* [Task description]
Write out the whole listing again, exactly as given.
+++
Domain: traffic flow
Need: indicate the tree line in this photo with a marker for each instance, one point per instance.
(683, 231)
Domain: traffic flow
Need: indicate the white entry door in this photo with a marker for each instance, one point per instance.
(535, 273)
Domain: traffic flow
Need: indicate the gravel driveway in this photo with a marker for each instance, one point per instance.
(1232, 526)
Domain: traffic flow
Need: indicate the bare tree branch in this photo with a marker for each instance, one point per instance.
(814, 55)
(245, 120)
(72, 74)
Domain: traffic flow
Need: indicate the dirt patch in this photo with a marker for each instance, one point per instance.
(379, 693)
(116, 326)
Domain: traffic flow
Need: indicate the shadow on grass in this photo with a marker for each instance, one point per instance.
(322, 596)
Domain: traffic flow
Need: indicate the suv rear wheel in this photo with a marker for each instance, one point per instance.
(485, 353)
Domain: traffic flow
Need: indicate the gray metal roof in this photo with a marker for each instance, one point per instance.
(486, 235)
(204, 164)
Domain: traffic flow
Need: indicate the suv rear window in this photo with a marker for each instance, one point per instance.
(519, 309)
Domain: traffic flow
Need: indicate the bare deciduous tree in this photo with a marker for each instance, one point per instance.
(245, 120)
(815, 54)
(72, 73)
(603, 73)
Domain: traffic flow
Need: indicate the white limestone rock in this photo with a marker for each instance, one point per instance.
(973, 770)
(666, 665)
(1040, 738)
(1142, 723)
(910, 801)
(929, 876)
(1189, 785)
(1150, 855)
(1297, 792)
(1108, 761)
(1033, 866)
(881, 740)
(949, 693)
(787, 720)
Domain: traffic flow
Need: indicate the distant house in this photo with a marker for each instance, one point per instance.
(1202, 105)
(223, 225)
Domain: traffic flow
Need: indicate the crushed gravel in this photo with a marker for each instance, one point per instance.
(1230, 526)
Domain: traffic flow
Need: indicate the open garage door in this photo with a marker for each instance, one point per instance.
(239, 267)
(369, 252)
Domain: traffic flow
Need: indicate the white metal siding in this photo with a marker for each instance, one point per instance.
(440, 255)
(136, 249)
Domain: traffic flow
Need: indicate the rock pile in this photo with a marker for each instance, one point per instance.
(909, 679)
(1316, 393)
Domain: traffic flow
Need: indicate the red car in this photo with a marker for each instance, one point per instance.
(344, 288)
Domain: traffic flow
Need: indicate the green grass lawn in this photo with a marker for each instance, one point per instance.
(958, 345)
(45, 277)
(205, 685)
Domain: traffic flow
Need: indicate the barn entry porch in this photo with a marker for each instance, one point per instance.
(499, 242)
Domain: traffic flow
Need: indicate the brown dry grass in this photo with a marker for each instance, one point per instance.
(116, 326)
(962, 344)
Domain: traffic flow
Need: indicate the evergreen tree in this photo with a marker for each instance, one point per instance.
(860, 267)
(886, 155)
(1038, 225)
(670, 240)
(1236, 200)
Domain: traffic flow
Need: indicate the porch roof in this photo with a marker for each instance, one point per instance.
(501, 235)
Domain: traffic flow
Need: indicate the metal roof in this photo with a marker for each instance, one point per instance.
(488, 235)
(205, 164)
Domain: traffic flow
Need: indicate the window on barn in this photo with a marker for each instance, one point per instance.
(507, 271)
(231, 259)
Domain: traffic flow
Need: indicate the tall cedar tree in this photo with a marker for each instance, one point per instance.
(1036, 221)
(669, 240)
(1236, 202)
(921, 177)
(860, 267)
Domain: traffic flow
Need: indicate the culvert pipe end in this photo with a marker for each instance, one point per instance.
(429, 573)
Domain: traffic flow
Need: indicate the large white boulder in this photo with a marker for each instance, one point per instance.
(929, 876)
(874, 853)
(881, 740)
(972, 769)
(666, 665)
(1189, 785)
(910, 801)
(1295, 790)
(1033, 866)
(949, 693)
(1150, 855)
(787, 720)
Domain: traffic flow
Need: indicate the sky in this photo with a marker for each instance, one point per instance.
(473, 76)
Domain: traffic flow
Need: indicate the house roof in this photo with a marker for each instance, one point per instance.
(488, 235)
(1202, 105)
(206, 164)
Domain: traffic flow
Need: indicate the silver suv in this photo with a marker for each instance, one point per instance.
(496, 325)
+++
* [Written reply]
Domain: traffic flow
Need: indicate the tree line in this photo with a marker for each instance, one point per instance.
(683, 231)
Domain: traffic flow
Need: indicate the white entry door in this photo with a marker for each instance, one point per instance.
(535, 273)
Domain: traffic flow
Need: indicate the gravel driveway in this photo with a marker for each instance, one point per instance.
(1232, 526)
Domain: traffic flow
Need: indicate the bare tree branch in this photo with a marker for each instance, one point per instance.
(814, 55)
(245, 120)
(72, 74)
Domain: traffic flow
Need: indicate the dirt patch in this photo with a marker for each instance, one point per instance.
(379, 693)
(116, 326)
Domain: traffic flow
Need: indicate the shadow on grass in this photo with a marker for each instance, one point per instance.
(322, 596)
Domain: traffic flow
Need: indicate the suv rear wheel in this photo with a marker for each instance, one point per instance.
(485, 353)
Domain: traffic flow
Need: indicate the gray metal roof in this photo with a marker for each instance, one point per instance.
(486, 235)
(204, 164)
Domain: traffic flow
Need: indicate the suv rear window in this photo with a marker for each instance, one point per instance.
(519, 309)
Domain: traffic flow
Need: indicate the bare deciduous tree in this photo with a marker for each instance, one point per instance.
(245, 120)
(815, 54)
(72, 73)
(603, 73)
Domain: traffic flow
Need: indicate the white limestone rock in this photo with a marker for each instance, one point per instance.
(973, 770)
(666, 665)
(1040, 738)
(1142, 723)
(910, 801)
(929, 876)
(1189, 785)
(1150, 855)
(1297, 792)
(1108, 761)
(1033, 866)
(881, 740)
(949, 693)
(787, 720)
Domain: traffic flow
Need: indicate the distant house in this photo with a marker for each instance, one point per instance.
(1202, 105)
(223, 225)
Domain: traffic flow
Need: indicate the crushed gravel in this photo with a marker for each instance, one point per instance.
(1230, 526)
Domain: traffic flow
Need: indicate the open garage door in this photo with a marker for each instance, one point per instance.
(239, 267)
(369, 252)
Domain: traffic flow
Need: indicate the white metal siding in this photo with a marker for each instance, one point per instance.
(440, 255)
(136, 249)
Domain: traffic flow
Need: indicate the rock pile in this photo with a marker for each instance, one point per instance.
(909, 679)
(1316, 393)
Domain: traffic flow
Need: indicate the red car in this photo with a marker for each instance, one point per instance.
(344, 288)
Domain: traffic flow
Need: indicate the green grass lawn in this photo with a marker for each instance, one point per instance.
(958, 345)
(45, 277)
(205, 685)
Domain: traffic flow
Need: indicate the barn entry porch in this photo with a marker for each instance, one point per instance.
(499, 242)
Domain: traffic flow
Need: indicate the brown dry grass in this photo with a marker for each instance, one point per instance.
(116, 326)
(962, 344)
Domain: traffic flow
Need: indicate the evergreen tree in this photo with a marker for each instance, one point per instance.
(860, 267)
(886, 155)
(1038, 225)
(670, 240)
(1236, 200)
Domain: traffic flow
Need: indicate the porch roof in this photo with a marker for each instance, one point per instance.
(501, 235)
Domain: traffic flow
Need: indicate the metal roof in this photo with a marker for each instance, one point per instance.
(488, 235)
(205, 164)
Domain: traffic flow
Need: indicate the window on barn in this photo with a marker for each instance, one point per instance.
(507, 271)
(231, 259)
Domain: traffic flow
Need: indicate the tall cedar tree in this photo with a marker for each instance, one point per instance.
(1036, 221)
(669, 240)
(1236, 202)
(921, 177)
(860, 267)
Domain: traffic flow
Need: indicate the culvert pipe end in this photo with a marker for each instance, one point per instance.
(429, 573)
Domain: traffic flow
Need: indicate the large white boulder in this photo with a marker for each instance, one point per instance.
(929, 876)
(874, 853)
(881, 740)
(972, 769)
(666, 665)
(1189, 785)
(910, 801)
(1295, 790)
(1033, 866)
(949, 693)
(1150, 855)
(787, 720)
Domain: traffic flow
Need: indicate the sky in this photo with a marker for each instance, one point per instance.
(473, 76)
Domain: traffic flow
Need: indicate the house roof in this photo with a marker for each instance, one point per instance.
(488, 235)
(1202, 105)
(206, 164)
Domain: traffic flow
Need: indicate the silver suv in this photo with a marker for each instance, one point per instance.
(496, 325)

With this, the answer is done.